> Dataset extract:
Start of Block
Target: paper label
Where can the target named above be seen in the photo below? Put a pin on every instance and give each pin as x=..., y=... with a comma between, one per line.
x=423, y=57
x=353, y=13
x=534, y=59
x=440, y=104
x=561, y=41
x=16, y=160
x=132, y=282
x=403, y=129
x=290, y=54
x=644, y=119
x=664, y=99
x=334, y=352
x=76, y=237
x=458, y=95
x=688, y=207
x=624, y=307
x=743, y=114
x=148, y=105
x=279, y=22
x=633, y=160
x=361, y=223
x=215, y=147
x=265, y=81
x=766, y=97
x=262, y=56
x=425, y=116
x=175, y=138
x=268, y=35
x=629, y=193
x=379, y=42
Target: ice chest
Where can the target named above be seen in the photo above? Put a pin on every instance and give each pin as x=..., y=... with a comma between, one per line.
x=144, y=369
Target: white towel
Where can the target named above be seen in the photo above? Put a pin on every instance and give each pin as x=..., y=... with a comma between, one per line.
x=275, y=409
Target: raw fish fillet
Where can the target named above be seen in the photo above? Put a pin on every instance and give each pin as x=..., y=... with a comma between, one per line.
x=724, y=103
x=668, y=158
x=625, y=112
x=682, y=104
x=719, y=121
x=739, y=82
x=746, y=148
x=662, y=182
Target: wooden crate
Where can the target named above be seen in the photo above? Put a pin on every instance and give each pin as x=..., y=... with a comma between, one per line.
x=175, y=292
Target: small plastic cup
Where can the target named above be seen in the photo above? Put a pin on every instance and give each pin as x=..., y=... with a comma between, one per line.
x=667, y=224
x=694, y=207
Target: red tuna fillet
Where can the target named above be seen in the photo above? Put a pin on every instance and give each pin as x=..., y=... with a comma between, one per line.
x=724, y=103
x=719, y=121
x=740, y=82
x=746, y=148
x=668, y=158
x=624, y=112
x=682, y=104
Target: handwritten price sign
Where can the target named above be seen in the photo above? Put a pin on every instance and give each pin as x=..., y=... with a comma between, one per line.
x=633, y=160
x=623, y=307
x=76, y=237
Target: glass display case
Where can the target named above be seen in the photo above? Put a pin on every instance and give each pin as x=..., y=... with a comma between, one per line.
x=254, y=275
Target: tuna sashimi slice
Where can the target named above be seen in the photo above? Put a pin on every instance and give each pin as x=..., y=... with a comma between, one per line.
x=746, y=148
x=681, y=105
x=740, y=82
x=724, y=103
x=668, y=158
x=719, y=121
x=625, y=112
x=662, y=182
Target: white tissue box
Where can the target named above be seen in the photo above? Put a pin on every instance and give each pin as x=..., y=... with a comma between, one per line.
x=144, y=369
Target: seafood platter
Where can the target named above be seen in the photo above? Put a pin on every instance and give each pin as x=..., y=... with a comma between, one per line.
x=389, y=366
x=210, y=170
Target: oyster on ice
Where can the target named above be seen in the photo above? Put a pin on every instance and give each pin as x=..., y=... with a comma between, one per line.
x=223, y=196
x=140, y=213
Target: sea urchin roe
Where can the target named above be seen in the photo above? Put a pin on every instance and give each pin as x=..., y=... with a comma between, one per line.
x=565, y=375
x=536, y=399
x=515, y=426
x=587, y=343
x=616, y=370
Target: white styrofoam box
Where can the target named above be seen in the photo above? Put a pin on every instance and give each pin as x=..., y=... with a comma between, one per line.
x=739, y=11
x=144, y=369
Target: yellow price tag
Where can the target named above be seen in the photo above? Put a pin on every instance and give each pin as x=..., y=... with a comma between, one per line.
End of Block
> What to produce: Everything in the records above should be written out again exactly.

> Response box:
Target: paper label
Where can the target named above be seen in the photo below? Put a pin on every instance and give each pin as x=..., y=... with a comma between, one per line.
x=423, y=57
x=353, y=13
x=534, y=59
x=440, y=104
x=561, y=41
x=16, y=160
x=132, y=282
x=403, y=129
x=290, y=54
x=644, y=119
x=664, y=99
x=334, y=352
x=76, y=237
x=458, y=95
x=688, y=207
x=624, y=307
x=743, y=114
x=148, y=105
x=279, y=22
x=633, y=160
x=361, y=223
x=215, y=147
x=265, y=81
x=766, y=97
x=262, y=56
x=425, y=116
x=175, y=138
x=268, y=35
x=629, y=193
x=379, y=42
Target: ice chest
Where can the target named above be seen in the photo above? Put a pin on every instance and give each pin as x=..., y=... with a comma between, one per line.
x=144, y=369
Target: white towel
Where can the target named above be seen in the photo above? Put a pin on every instance and give each pin as x=..., y=... with a comma between, one per line.
x=275, y=409
Target: raw fish fillet
Where can the target named above be seen in the photo above? Put a pin on every instance and give each pin as x=..., y=... with a comma between, one per line.
x=724, y=103
x=668, y=158
x=625, y=112
x=682, y=104
x=719, y=121
x=739, y=82
x=746, y=148
x=662, y=182
Target: wooden crate
Where can the target named above be seen in the photo above? Put a pin on every instance and give each pin as x=..., y=... with a comma between, one per line.
x=175, y=292
Target: small plastic cup
Where can the target named above be seen in the photo above? Put a pin on every instance and give each pin as x=..., y=... with a comma between, one per line.
x=667, y=224
x=694, y=207
Target: red tuna fillet
Where can the target named above be seen in the photo above? Put a pin on every instance and give each pin as x=..., y=... with a comma between, one per line.
x=724, y=103
x=719, y=121
x=740, y=82
x=746, y=148
x=668, y=158
x=624, y=112
x=682, y=104
Target: handwritten price sign
Where can the target named above be seen in the photo above? Put a pin on every instance and give each pin as x=..., y=... with a comma between, one per line.
x=633, y=160
x=623, y=307
x=76, y=237
Target: glass display case
Where can the target named above be seen in the photo above? Put a pin on every instance and give each pin as x=..., y=... with a comma between, one per line.
x=254, y=275
Target: tuna sashimi slice
Where can the target named above be seen in the photo above? Put a pin on every instance and give each pin as x=..., y=... with a comma between, one per line.
x=746, y=148
x=681, y=105
x=740, y=82
x=724, y=103
x=668, y=158
x=719, y=121
x=625, y=112
x=662, y=182
Target: white tissue box
Where can the target named above be seen in the photo above? Put a pin on every instance and give each pin as x=..., y=... with a comma between, one per line.
x=144, y=369
Target: seafood platter
Where can the target named above be seen in the photo above? Put a pin on every instance and give each pin as x=..., y=... with a comma between, one per line.
x=389, y=366
x=210, y=170
Target: oyster on ice
Where can the target named above be seen in the photo above? Put a pin on every instance and give each pin as x=..., y=... with a comma between, one per line.
x=223, y=196
x=140, y=213
Target: sea urchin roe
Where can the target named above be seen in the photo above? Put a pin on every instance and give each pin as x=..., y=... with a comma between, one per line.
x=565, y=375
x=536, y=399
x=515, y=426
x=587, y=343
x=616, y=370
Target: white styrofoam box
Where can the target named above be seen in the photo above? Put a pin on every instance and give each pin as x=..., y=... with a comma between, one per line.
x=739, y=11
x=144, y=369
Target: yellow price tag
Where can the target named above be seen in the photo above? Put a pin on every instance and give each pin as x=..., y=... with a comma between, one per line.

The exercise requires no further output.